* Brano proposto
⟨
4.In ragione delle complesse problematiche sottese alle scelte individuali del personale medico e sanitario, in rapporto alla tutela dei diritti alla salute e al lavoro, oltre che alla libertà di coscienza, è significativo richiamare i bandi di concorso – adottati dopo le due decisioni del Comitato Europeo dei Diritti Sociali rese nei casi IPPFEN (2014) e CGIL c. Italia (2016) che hanno accertato la violazione del principio di uguaglianza, del diritto alla salute delle donne e dei diritti lavorativi dei medici non obiettori di coscienza – con cui alcuni ospedali hanno dato applicazione all’art. 9 della legge n. 194/1978 che impone specifici oneri organizzativi per garantire, nonostante l’esercizio del diritto di obiezione di coscienza, l’accesso al trattamento interruttivo di gravidanza. Con essi si è assunto personale non obiettore di coscienza, che intendesse offrire le prestazioni liberamente e lecitamente rifiutate dai medici obiettori di coscienza: nessun profilo di discriminazione, dunque, considerando che l’esclusione dai bandi è la diretta conseguenza del libero esercizio del diritto di obiezione di coscienza.
Allo stesso modo sono altrettanto significative le due decisioni gemelle della Corte Europea dei Diritti dell’Uomo rese nei casi Grimmark e Steen c. Svezia (2020), secondo cui non vi è alcuna violazione dei diritti di libertà religiosa e di coscienza di due ostetriche che avevano espresso la loro contrarietà alle prestazioni interruttive di gravidanza e per questo non erano state assunte in via definitiva dalle strutture presso cui lavoravano, tenendo conto che l’ordinamento svedese impone la garanzia di quel trattamento sanitario.
Sarà la concreta prassi applicativa a mostrare l’efficacia dell’obbligo vaccinale contro il Covid-19, in relazione al numero di casi in cui il personale sanitario intenderà rifiutare di adempiervi e alle conseguenti modalità di gestione e organizzazione degli ospedali e delle Regioni.
⟩
Secondo il brano, a quale articolo della legge n. 194/1978 hanno dato applicazione alcuni ospedali con i bandi di concorso?

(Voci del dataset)
⟨
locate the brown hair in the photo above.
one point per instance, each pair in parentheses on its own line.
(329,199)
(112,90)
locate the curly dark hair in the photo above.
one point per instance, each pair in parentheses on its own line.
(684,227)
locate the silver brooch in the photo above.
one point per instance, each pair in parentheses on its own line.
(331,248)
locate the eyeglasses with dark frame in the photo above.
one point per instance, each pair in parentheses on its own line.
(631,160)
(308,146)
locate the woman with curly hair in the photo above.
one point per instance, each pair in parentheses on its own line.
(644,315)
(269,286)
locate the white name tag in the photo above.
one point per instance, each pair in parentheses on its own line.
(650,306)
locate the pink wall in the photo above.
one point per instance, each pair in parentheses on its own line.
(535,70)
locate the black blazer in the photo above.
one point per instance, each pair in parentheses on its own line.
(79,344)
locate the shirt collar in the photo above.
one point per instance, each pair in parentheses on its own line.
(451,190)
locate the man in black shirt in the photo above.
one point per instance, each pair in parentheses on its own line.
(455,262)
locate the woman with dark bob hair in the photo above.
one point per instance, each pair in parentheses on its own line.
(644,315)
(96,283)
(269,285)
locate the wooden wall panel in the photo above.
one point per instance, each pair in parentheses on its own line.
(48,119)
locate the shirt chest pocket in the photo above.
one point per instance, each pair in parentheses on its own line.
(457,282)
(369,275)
⟩
* Risposta
All'art. 9 della legge n. 194/1978.